### About this exercise
From the line containing "Phrase: white paper cupcake liner" to the last line of the records, reproduce every line exactly and print nothing else.
--- Supplied entries Enclosed Below ---
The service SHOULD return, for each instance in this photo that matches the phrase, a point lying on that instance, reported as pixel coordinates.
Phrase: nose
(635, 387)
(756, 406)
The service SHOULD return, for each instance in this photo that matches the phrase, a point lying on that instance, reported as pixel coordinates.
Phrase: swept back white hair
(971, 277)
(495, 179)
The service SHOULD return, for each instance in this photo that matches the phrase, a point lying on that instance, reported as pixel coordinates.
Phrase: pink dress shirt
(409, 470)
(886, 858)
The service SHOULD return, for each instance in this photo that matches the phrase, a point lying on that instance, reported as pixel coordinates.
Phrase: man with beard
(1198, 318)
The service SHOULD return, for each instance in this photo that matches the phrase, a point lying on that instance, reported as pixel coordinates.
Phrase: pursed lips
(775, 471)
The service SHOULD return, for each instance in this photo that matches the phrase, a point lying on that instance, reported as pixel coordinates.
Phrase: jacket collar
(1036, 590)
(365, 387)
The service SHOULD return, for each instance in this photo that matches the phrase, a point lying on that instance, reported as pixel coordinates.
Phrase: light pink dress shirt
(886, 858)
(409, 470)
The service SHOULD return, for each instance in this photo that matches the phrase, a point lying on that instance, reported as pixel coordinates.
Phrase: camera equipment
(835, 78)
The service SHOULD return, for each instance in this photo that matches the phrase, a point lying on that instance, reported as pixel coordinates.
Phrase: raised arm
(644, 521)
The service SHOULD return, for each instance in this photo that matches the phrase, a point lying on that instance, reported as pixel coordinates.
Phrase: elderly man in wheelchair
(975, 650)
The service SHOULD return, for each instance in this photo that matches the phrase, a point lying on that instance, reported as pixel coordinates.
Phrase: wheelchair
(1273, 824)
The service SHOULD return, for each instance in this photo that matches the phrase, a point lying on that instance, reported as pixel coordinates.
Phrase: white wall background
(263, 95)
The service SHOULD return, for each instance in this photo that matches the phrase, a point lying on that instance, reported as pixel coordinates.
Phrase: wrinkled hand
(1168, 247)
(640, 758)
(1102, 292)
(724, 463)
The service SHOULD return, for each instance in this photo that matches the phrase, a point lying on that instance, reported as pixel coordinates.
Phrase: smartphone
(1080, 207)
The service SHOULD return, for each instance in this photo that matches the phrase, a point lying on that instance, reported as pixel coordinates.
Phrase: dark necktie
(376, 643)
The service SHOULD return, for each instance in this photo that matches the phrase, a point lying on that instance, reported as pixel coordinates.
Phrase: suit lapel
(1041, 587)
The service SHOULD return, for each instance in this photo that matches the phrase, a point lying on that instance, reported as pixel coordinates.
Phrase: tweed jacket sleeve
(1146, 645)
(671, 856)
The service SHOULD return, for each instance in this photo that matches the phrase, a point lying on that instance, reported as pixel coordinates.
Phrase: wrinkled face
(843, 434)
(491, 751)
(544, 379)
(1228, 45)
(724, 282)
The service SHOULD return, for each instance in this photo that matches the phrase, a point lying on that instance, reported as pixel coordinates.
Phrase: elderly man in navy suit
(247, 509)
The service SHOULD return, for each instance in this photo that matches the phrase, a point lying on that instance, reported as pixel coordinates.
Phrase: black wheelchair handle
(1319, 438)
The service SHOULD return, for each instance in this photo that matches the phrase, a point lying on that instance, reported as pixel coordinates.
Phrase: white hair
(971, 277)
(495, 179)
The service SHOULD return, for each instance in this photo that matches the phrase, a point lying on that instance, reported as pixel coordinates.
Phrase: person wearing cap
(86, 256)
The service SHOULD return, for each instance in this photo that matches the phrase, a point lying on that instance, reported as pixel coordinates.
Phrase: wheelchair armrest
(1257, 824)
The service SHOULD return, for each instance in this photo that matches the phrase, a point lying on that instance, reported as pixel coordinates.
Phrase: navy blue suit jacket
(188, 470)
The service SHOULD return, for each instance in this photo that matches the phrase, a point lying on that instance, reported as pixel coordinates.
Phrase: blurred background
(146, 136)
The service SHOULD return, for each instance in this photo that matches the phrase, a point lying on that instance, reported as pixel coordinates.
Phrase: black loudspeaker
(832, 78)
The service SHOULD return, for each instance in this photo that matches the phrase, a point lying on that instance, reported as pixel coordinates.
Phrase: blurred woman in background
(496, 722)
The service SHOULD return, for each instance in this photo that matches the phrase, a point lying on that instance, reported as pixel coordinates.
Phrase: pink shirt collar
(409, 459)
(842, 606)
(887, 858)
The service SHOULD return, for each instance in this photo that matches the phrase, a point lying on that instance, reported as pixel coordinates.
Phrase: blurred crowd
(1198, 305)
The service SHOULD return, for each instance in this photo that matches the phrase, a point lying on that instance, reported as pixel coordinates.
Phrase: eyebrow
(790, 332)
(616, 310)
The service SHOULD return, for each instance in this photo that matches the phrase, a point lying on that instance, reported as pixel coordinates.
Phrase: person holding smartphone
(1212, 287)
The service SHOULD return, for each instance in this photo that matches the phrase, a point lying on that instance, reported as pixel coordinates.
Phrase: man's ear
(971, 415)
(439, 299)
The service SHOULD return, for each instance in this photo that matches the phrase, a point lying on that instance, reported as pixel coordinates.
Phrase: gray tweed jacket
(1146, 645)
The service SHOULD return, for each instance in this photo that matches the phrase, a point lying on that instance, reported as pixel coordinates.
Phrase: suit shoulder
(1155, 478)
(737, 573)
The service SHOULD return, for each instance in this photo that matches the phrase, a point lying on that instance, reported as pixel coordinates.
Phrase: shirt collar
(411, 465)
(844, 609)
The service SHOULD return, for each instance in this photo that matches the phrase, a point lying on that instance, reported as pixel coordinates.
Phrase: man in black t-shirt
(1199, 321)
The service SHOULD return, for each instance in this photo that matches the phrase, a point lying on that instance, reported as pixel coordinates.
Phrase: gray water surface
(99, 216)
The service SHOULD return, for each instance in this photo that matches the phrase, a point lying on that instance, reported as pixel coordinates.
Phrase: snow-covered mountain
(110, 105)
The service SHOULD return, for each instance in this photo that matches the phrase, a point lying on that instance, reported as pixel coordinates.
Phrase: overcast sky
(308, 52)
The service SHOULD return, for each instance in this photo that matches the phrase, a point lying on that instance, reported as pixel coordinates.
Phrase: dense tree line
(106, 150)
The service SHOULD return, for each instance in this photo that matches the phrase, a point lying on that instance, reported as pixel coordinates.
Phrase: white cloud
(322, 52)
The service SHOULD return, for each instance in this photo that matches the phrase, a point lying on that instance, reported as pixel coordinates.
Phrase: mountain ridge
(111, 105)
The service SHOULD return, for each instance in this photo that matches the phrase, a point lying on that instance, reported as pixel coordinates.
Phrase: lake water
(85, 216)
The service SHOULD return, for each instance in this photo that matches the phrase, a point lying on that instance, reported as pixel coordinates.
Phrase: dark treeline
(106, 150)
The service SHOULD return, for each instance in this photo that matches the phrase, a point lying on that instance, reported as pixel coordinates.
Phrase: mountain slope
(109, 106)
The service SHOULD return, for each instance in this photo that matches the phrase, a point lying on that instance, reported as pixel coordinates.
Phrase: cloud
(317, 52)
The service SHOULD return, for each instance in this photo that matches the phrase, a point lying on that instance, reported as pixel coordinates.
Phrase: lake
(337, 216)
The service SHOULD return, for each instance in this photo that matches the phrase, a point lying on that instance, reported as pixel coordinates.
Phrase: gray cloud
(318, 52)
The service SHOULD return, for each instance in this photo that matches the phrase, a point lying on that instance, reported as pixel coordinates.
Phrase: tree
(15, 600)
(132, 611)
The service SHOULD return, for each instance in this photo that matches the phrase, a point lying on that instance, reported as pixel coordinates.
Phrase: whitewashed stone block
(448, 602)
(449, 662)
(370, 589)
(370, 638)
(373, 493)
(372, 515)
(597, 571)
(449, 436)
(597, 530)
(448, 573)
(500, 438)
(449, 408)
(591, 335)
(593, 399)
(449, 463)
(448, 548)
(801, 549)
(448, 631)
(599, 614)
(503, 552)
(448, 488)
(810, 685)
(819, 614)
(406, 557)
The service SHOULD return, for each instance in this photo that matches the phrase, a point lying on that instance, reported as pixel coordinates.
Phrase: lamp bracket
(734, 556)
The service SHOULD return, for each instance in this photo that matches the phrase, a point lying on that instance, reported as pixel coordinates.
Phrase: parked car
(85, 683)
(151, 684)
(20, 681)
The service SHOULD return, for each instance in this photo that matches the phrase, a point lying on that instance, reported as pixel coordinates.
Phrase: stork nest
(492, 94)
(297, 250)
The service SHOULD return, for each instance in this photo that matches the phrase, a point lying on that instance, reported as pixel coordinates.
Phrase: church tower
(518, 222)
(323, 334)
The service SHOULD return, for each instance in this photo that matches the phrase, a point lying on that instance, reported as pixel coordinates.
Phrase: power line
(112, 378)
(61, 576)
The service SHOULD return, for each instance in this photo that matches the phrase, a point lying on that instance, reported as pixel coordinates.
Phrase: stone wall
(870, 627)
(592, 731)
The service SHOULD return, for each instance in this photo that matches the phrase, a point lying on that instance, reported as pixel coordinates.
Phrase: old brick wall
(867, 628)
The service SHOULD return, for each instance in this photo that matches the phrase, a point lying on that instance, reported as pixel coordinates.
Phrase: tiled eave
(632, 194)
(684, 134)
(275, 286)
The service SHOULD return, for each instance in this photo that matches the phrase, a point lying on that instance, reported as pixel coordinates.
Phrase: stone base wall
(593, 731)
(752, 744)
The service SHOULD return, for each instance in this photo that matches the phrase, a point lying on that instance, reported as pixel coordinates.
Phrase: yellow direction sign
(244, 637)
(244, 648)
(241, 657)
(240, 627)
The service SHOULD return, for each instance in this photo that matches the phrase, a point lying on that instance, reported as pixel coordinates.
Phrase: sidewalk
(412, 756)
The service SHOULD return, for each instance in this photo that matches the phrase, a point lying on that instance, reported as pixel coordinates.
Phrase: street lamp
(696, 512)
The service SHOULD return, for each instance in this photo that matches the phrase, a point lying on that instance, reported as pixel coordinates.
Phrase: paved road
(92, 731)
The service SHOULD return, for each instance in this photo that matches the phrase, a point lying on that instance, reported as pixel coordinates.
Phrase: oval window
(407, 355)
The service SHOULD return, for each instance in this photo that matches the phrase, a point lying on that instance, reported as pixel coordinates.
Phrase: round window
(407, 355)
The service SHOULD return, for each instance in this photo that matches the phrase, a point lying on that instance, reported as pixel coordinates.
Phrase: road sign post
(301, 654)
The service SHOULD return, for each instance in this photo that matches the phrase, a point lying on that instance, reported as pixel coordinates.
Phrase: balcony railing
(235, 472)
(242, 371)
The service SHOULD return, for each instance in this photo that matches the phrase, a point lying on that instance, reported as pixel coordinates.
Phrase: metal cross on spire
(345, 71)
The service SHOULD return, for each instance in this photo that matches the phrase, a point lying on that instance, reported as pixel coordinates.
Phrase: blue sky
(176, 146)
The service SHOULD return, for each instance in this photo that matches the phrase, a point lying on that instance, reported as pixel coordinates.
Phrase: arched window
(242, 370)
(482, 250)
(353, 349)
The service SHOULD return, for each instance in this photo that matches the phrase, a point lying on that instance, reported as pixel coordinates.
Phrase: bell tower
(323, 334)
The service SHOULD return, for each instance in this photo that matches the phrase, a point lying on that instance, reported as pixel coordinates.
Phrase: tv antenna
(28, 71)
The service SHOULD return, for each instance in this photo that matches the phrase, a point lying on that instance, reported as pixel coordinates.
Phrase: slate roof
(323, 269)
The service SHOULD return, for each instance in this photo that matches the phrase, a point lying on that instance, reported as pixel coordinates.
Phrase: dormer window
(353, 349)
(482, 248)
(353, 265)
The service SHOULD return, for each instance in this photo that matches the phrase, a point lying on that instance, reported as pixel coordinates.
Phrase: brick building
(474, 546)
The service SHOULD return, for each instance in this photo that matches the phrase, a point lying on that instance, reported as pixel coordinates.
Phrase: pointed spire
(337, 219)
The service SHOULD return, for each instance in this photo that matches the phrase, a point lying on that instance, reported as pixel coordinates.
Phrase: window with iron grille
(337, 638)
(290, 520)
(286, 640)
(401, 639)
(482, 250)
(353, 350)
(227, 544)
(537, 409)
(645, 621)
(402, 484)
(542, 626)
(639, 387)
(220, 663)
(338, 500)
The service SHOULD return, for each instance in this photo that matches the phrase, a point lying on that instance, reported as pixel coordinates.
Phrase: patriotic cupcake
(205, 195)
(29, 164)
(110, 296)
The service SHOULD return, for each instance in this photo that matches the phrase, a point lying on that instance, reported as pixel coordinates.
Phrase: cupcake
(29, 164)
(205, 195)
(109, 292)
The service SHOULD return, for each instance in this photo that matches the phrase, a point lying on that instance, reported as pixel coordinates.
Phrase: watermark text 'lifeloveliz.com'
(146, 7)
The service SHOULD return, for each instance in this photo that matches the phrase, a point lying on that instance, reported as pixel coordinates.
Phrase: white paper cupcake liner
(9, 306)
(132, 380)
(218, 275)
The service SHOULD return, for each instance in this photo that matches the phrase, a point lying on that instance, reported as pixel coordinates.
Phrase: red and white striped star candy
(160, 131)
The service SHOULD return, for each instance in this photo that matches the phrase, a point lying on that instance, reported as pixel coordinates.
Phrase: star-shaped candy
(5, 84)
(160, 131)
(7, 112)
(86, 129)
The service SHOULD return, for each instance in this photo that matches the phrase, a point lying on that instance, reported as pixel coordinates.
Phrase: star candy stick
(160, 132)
--- End of Enclosed Supplied entries ---
### The completed task
Phrase: white paper cupcake liner
(9, 306)
(132, 380)
(218, 275)
The service SHOULD return, for each instance in this photo that matches the phrase, a point lying on that instance, reported as pixel coordinates.
Phrase: red and white striped star candy
(160, 131)
The service SHOULD return, for each instance in this photo that matches the phrase, a point lying on that instance, reported as pixel coordinates.
Phrase: star-shaped candy
(5, 84)
(160, 131)
(7, 112)
(86, 129)
The service SHOULD return, for each instance in this photo that matches the phrase, a point lying on that instance, reported as pixel coordinates.
Phrase: star candy stick
(160, 132)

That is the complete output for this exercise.